Alan Sepinwall of The Star-Ledger wrote that the episode "was overflowing with manna from post-strike heaven: lots of action, lots of intrigue [and] the odd answer or three"; however, he criticized the deaths of the three 815 survivors played by extras and survival of main characters, saying that "that sequence with Sawyer dodging bullets was supposed to be tense and frightening; instead, it was funny". Kristin Dos Santos of E! agreed with Sepinwall's latter assessment. Jamie Poniewozik of Time worried about the show's direction in which Widmore is suddenly the antagonist and Ben travels the globe to seek revenge. He said that it "looks a little too much like Alias"; Poniewozik enjoyed the island drama. Daniel of TMZ called "The Shape of Things to Come" "another solid episode of Lost", grading it as a "B" and claiming that "I enjoyed it the whole way through, even if it never gave me that 'OH MY GOD!!!!' moment, though I loved the Alex execution scene."

— Tasks and exercises —
A: Answer these about the passage on reviews of "The Shape of Things to Come":
(i) What grade did Daniel of TMZ give the episode?
(ii) Whose assessment did Kristin Dos Santos of E! agree with?
(iii) Which show did Jamie Poniewozik say the series' new direction looks a little too much like?
B: Carry on the passage on reviews of "The Shape of Things to Come" from the end of its last sentence.
The rows that come after the passage on reviews of "The Shape of Things to Come" are separate material with no tie to it.

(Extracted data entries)
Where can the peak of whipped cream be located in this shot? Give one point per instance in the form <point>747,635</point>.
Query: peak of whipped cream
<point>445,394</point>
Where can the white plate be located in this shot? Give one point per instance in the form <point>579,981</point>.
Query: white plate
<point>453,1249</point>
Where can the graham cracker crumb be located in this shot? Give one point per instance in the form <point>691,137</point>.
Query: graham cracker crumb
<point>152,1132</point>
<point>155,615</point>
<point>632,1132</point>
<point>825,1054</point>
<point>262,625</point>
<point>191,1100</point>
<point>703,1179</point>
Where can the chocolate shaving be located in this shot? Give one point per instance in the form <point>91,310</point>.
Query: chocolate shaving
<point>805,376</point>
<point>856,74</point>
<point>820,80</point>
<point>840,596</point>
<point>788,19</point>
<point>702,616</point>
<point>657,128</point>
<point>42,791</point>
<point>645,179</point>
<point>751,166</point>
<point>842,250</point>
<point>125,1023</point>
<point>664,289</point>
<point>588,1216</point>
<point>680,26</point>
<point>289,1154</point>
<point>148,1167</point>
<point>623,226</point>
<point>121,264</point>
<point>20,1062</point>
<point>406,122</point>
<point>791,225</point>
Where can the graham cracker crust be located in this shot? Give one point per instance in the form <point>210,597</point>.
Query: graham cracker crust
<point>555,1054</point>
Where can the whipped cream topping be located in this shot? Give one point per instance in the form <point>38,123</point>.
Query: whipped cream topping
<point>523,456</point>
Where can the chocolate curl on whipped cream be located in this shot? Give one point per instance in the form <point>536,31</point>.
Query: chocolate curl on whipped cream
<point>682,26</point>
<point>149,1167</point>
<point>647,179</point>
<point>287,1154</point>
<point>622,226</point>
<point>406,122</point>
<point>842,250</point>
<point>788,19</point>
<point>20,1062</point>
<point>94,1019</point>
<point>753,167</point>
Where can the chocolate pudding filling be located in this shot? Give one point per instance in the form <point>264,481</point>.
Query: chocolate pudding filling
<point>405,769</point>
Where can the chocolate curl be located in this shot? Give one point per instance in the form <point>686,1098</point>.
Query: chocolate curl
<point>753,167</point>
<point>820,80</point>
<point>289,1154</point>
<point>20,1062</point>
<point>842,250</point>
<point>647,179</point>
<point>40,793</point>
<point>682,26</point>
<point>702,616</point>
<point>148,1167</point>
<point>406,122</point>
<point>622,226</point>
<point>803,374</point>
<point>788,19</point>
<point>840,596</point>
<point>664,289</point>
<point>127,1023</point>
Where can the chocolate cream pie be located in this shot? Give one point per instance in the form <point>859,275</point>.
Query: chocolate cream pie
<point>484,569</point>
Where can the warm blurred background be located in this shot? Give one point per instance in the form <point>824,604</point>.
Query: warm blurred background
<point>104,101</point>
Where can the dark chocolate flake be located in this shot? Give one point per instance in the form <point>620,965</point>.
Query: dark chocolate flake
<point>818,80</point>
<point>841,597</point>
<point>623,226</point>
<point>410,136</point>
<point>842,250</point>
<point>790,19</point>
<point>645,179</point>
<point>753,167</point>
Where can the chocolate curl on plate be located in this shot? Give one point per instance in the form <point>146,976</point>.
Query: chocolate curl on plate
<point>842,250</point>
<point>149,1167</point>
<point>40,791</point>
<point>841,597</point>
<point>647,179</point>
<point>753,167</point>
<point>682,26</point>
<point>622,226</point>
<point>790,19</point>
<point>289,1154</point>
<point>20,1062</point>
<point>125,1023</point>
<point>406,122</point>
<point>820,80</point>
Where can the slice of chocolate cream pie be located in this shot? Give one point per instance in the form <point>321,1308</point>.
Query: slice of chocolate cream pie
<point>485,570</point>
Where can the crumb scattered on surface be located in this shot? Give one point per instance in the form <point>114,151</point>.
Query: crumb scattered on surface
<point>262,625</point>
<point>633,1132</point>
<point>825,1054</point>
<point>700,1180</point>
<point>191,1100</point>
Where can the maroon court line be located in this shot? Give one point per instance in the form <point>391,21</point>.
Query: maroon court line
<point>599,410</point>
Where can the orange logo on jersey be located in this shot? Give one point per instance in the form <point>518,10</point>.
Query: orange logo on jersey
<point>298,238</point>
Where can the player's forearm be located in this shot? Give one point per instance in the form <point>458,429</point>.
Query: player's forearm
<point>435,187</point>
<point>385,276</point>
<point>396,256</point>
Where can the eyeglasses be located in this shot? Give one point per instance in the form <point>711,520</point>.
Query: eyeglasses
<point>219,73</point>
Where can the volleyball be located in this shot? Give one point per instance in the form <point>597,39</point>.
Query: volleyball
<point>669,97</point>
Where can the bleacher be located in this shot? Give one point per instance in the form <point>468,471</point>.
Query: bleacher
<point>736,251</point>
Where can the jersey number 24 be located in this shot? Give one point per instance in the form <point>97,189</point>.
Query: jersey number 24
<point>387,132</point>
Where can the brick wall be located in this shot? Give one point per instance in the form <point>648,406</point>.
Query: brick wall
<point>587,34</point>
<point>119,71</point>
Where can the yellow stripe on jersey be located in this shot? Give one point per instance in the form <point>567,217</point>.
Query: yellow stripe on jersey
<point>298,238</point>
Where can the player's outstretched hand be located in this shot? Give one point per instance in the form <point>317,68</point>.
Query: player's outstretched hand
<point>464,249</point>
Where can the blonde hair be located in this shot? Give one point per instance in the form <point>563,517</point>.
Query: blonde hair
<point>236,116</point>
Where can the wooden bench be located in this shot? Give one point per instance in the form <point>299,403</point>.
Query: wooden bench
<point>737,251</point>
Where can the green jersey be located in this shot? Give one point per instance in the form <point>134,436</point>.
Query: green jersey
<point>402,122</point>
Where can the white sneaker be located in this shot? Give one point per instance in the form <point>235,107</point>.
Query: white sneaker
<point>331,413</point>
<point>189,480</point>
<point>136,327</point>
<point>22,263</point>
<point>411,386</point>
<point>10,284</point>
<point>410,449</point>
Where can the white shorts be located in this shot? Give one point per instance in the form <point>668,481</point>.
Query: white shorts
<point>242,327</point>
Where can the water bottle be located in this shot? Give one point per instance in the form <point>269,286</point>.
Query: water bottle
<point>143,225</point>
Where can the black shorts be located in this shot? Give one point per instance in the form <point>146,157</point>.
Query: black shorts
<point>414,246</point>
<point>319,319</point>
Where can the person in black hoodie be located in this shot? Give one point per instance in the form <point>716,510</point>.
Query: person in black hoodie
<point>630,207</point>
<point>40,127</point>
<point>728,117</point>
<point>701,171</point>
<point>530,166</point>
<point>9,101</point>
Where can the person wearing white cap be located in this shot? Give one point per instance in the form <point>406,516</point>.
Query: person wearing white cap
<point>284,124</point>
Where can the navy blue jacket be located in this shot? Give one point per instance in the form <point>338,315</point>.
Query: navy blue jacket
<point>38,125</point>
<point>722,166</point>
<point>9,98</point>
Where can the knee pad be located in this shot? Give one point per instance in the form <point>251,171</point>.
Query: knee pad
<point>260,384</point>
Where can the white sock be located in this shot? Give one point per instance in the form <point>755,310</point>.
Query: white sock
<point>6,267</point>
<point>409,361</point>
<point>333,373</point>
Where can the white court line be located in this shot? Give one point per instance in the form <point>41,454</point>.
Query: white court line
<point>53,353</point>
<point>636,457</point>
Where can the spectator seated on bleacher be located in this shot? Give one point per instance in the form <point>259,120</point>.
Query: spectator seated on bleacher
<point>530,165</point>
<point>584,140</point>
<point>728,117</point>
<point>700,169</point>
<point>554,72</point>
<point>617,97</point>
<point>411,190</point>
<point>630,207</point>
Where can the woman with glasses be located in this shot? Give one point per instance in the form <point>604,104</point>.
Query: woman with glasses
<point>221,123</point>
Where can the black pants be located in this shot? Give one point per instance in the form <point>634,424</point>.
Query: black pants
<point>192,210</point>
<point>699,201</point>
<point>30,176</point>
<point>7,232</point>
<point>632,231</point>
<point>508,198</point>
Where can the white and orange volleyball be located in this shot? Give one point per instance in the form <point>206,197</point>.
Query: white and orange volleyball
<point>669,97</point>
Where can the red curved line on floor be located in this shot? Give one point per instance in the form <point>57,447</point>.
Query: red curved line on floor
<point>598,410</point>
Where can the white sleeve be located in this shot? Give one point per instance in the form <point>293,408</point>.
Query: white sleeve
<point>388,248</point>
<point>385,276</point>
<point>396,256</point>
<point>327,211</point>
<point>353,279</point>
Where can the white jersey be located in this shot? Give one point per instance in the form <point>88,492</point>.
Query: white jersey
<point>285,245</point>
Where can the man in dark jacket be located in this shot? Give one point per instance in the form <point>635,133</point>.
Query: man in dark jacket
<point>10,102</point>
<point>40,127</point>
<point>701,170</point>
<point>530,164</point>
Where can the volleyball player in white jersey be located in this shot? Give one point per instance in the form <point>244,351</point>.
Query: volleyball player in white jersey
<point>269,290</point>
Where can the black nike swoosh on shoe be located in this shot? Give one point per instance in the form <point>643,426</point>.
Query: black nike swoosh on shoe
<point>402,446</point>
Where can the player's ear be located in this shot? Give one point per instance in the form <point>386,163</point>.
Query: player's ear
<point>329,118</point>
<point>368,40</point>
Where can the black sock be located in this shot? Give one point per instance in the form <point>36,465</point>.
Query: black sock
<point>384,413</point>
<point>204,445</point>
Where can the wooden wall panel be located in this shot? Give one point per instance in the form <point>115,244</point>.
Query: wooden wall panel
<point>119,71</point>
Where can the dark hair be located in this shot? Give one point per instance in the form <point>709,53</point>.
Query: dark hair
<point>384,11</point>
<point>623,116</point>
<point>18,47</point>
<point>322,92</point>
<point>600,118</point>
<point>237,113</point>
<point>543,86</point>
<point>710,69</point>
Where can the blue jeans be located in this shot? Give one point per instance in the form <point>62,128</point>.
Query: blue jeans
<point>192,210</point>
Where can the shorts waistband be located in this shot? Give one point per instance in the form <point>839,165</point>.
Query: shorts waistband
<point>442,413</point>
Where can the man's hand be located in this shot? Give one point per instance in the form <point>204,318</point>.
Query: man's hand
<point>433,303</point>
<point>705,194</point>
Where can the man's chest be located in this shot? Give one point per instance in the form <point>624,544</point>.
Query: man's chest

— Responses —
A:
(i) A "B"
(ii) Alan Sepinwall's
(iii) Alias

B:
Before the episode began shooting, Michael Emerson had already decided to submit his performance in this episode for consideration in the Supporting Actor in a Drama Series category of the Primetime Emmy Awards because of the script's strength. He received his second consecutive Emmy nomination for this role; however, he lost to Željko Ivanek of the FX series Damages. Emerson won the next year for the episode "Dead Is Dead". Kevin Thompson of The Palm Beach Post wrote that "with those big ol' eyes of his, [Emerson] could always say more with a lengthy stare than he could with twenty pages of dialogue.... [He has], once again, proved why he has become Losts star as well as its heart and soul.... an Emmy should belong to [him]." Jennifer Godwin of E! wrote that "no one has ever done better work humanizing a supervillain." Among those who also praised Emerson's performance as Ben were Robert Bianco of USA Today, Matt Roush of TV Guide, Ben Rawson-Jones of Digital Spy, who gave the episode a perfect rating of five stars, John Kubicek of BuddyTV and aforementioned critics from The Star-Ledger, The San Diego Union-Tribune, Time, Entertainment Weekly, IGN and TV Squad.